■ Data for this exercise
════════
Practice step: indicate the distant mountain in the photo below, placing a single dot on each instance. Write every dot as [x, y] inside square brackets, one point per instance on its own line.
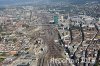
[17, 2]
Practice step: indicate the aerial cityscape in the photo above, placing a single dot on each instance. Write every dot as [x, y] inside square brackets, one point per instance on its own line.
[50, 33]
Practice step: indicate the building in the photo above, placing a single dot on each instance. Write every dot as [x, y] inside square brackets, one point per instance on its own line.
[24, 64]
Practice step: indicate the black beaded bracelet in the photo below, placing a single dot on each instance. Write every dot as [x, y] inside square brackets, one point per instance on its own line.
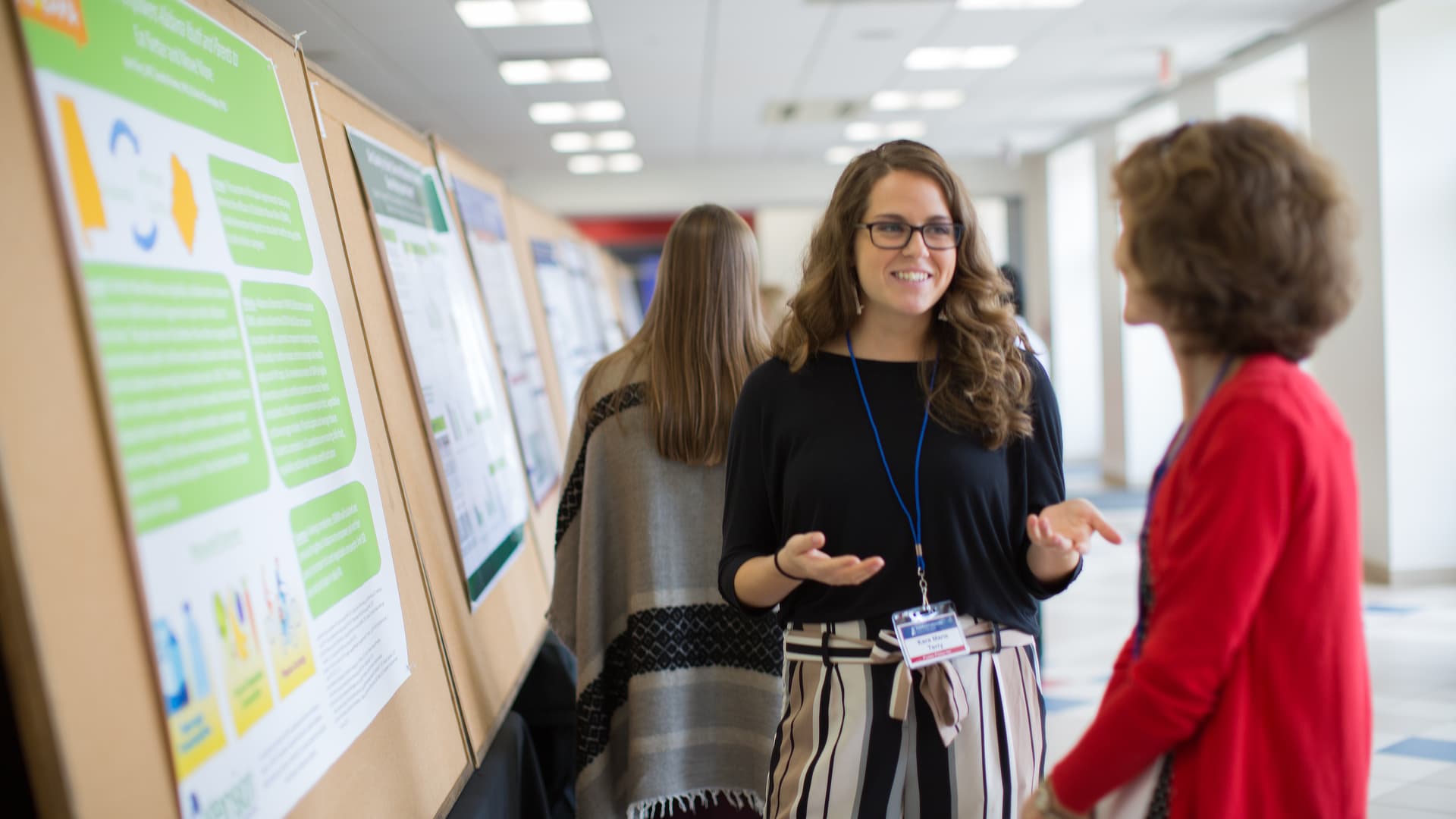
[785, 573]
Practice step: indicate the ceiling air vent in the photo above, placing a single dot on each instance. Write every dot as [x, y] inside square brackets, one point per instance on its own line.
[810, 111]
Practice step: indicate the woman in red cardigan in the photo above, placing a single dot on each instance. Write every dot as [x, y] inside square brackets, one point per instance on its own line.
[1244, 689]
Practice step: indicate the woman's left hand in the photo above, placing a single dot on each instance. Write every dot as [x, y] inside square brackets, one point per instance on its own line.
[1060, 535]
[1069, 526]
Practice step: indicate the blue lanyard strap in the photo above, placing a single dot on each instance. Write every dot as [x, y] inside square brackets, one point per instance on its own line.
[925, 422]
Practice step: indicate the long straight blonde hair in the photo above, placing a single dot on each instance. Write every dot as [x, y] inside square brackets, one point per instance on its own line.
[701, 337]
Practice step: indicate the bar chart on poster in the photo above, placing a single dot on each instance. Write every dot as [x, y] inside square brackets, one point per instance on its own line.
[254, 504]
[452, 357]
[484, 222]
[573, 334]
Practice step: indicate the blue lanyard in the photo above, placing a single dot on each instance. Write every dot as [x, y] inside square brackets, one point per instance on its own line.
[916, 521]
[1145, 580]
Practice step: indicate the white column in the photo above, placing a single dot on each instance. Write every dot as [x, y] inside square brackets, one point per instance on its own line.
[1075, 297]
[1417, 55]
[1350, 363]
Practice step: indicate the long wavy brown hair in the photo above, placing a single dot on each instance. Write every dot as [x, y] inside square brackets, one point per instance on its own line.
[701, 337]
[983, 384]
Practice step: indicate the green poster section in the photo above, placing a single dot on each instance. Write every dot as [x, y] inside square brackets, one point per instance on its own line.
[168, 57]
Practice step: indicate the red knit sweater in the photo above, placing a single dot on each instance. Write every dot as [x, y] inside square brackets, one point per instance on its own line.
[1254, 668]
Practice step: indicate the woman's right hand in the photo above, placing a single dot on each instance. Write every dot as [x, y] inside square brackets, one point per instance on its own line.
[804, 557]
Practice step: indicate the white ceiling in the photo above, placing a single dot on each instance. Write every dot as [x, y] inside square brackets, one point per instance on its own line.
[696, 76]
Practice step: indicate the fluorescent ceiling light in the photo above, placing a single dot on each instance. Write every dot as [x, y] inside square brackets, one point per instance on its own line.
[539, 72]
[1015, 5]
[892, 101]
[500, 14]
[526, 72]
[905, 130]
[623, 164]
[571, 142]
[587, 164]
[935, 58]
[615, 140]
[875, 131]
[552, 112]
[564, 112]
[941, 99]
[582, 71]
[927, 99]
[601, 111]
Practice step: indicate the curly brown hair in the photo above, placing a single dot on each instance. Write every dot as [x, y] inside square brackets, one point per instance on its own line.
[1241, 234]
[983, 384]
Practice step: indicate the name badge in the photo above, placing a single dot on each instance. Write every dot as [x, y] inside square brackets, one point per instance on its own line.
[929, 635]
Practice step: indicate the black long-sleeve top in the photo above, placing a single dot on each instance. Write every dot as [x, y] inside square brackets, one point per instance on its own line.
[802, 458]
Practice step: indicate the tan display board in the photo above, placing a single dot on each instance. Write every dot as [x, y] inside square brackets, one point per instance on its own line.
[77, 646]
[456, 164]
[491, 649]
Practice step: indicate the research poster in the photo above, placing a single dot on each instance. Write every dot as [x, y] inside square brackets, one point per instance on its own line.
[484, 224]
[573, 334]
[601, 299]
[254, 506]
[582, 299]
[452, 359]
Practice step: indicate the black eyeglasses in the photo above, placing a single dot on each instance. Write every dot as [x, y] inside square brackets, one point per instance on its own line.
[896, 235]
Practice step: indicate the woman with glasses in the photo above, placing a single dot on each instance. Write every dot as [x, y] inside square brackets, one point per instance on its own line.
[1244, 689]
[894, 487]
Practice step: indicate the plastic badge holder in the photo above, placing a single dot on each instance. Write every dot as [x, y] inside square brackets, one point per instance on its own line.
[929, 634]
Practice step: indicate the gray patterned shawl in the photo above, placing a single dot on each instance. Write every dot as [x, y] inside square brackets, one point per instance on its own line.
[677, 694]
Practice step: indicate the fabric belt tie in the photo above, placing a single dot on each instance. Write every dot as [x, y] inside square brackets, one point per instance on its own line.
[941, 686]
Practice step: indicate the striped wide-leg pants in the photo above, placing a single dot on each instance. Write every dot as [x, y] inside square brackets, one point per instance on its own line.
[839, 752]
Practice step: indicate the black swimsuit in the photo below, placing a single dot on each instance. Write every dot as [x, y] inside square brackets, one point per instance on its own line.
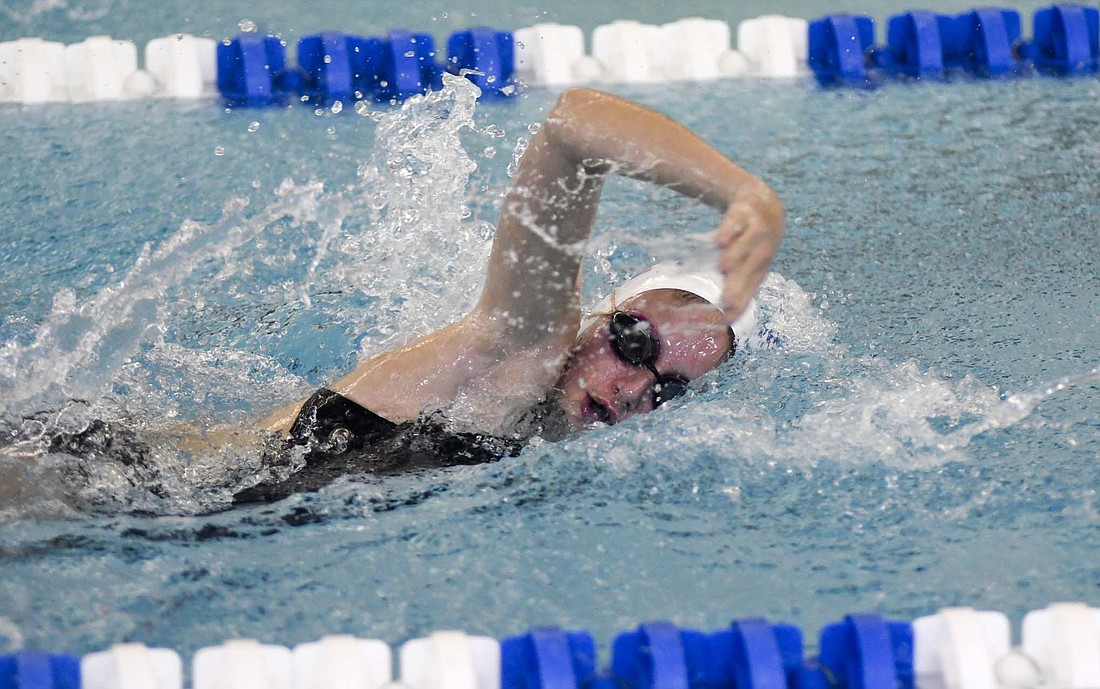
[342, 437]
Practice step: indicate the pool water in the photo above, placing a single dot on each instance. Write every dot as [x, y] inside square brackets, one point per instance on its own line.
[924, 434]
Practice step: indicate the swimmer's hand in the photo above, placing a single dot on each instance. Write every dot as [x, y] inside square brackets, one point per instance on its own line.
[747, 240]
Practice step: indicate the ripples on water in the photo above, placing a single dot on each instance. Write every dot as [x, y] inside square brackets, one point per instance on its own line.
[803, 478]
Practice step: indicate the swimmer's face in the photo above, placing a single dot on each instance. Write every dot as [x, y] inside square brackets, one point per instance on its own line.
[598, 384]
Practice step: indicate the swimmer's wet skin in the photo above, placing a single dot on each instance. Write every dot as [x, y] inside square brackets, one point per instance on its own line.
[515, 357]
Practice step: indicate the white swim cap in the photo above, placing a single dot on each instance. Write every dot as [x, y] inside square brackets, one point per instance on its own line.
[705, 283]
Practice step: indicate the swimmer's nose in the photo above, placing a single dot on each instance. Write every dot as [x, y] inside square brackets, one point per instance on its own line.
[633, 391]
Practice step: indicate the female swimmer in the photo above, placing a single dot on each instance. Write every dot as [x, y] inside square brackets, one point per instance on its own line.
[521, 363]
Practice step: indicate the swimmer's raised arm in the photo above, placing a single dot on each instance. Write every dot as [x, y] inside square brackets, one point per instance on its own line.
[517, 339]
[551, 205]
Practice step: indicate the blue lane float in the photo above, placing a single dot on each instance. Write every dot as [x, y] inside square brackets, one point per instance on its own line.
[332, 65]
[960, 647]
[250, 68]
[486, 56]
[39, 670]
[548, 658]
[1066, 40]
[838, 50]
[862, 652]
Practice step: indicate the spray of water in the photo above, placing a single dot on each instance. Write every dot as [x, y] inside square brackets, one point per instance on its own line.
[399, 236]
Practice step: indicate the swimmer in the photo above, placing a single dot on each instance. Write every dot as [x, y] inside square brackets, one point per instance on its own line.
[521, 362]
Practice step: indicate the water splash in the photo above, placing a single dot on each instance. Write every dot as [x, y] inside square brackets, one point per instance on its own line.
[399, 237]
[1018, 407]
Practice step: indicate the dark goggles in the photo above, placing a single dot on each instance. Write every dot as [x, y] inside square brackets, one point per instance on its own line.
[633, 339]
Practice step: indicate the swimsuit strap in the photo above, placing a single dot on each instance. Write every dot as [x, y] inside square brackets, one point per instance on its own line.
[330, 418]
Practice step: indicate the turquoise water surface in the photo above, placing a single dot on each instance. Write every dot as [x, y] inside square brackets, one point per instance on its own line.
[926, 433]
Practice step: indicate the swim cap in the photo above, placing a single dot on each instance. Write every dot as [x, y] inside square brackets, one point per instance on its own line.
[705, 283]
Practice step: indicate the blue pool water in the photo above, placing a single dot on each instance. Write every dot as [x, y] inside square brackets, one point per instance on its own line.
[925, 435]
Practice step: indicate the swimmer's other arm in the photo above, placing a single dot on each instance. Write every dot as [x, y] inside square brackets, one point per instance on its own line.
[525, 323]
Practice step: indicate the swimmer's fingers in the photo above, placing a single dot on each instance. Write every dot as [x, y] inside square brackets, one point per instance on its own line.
[747, 240]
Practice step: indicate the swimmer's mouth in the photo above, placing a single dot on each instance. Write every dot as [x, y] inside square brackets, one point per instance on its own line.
[601, 412]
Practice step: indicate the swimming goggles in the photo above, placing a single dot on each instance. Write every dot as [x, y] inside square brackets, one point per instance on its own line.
[633, 340]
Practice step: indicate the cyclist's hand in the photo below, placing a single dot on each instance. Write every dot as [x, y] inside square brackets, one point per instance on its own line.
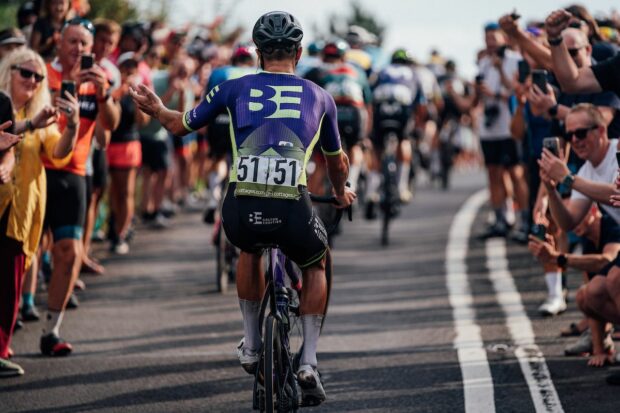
════════
■ Required task
Count the lines in the rows above that contain the string "swimsuit", treating the match as case-sensitive. Reply with the number only.

■ Solution to the problem
2